• [Page text]
····················
Epoch 30 - Total Loss: 4362.8466


### Inference

In [10]:
def inference(sentence: str) -> str:
    """Runs inference on English to Spanish translation (limited to 128 tokens)

    Args:
        sentence: English sentence

    Returns:
        output: translated sentence in Spanish
    """
    model.eval()
    enc = tokenizer(sentence, return_tensors='pt', padding='max_length', truncation=True, max_length=128)
    src = enc['input_ids'].to(device)
    src_mask = (src != pad_token_id).unsqueeze(1).unsqueeze(2)

    start_token_id = tokenizer.bos_token_id if tokenizer.bos_token_id is not None else tokenizer.cls_token_id or pad_token_id
    eos_token_id = tokenizer.eos_token_id if tokenizer.eos_token_id is not None else tokenizer.sep_token_id or pad_token_id

    generated = torch.tensor([[start_token_id]], dtype=torch.long, device=device)

    for _ in range(127):
        tgt_mask = torch.tril(torch.ones((generated.size(1), generated.size(1)), device=device)).unsqueeze(0).unsqueeze(0).bool()
        with torch.no_grad():
            logits = model(src, generated, src_mask, tgt_mask, src_mask)
        next_token = logits[:, -1].argmax(-1).unsqueeze(0)
        generated = torch.cat([generated, next_token], dim=1)
        if next_token.item() == eos_token_id:
            break

    output = tokenizer.decode(generated[0], skip_special_tokens=True, clean_up_tokenization_spaces=True)
····················
• [Material]
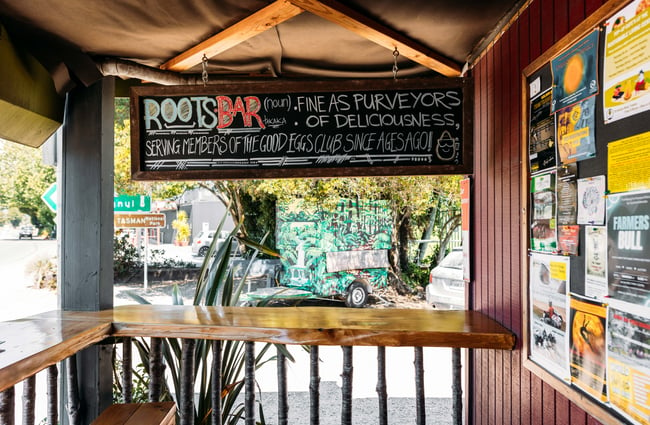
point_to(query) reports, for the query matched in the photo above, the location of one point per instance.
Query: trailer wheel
(357, 295)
····················
• [Request] Please pick up the English-to-Spanish translation inference code after its last line and continue it.

• [Exercise result]
    return output


In [11]:
example_sentences = [["I like to eat apples and bananas.",
                      "She is reading a book in the sun.",
                      "They play soccer every Sunday afternoon."],
                     ["We couldn't find the restaurant despite using the map.",
                      "If it rains tomorrow, we'll cancel the hike.",
                      "The teacher explained the problem in a different way."],
                     ["Although the train was late, we still made it on time.",
                      "The decision, which had been debated for months, was finally announced.",
                      "He acted as though nothing had happened, despite knowing the consequences."]]

levels_to_labels = ['Simple',
                    'Medium',
                    'Complex']
for l, level in enumerate(example_sentences):
    print(f'DIFFICULTY: {levels_to_labels[l]}')
    for s, sentence in enumerate(level):
        print(f'\t{s + 1}: {sentence}')
        print(f'\t\t=> {inference(sentence)}')

DIFFICULTY: Simple
	1: I like to eat apples and bananas.
		=> me gustan las comidas y la hambre.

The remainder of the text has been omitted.